Recorded data
____

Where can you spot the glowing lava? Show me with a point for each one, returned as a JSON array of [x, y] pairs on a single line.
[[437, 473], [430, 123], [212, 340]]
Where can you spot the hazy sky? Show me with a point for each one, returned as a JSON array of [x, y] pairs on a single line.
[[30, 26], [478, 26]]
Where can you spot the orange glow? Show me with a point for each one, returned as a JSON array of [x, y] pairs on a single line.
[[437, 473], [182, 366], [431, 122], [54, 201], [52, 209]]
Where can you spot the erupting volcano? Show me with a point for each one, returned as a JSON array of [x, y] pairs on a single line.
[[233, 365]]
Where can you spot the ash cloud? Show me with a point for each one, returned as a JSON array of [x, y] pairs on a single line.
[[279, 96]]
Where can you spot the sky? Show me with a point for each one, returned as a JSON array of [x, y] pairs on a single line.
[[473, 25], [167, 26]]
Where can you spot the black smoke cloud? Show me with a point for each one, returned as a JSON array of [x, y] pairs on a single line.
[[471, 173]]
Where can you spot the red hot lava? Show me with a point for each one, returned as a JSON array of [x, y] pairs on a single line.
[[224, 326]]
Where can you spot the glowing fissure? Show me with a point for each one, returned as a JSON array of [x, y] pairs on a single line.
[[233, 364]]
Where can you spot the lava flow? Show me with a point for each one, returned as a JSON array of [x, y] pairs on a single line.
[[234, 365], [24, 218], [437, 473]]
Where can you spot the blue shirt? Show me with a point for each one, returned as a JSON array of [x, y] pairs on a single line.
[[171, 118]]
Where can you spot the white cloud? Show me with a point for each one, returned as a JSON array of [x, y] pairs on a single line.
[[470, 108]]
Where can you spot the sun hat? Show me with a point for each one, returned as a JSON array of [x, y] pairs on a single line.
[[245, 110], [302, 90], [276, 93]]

____

The line containing "Where can you spot the sun" begins the span, and the last line of the records above ends it. Return that span exactly, and nothing outside it.

Where can you spot the sun hat? Show me with a point for each one, returned as a JSON array of [x, y] pairs on a single line.
[[245, 110], [302, 90], [276, 93]]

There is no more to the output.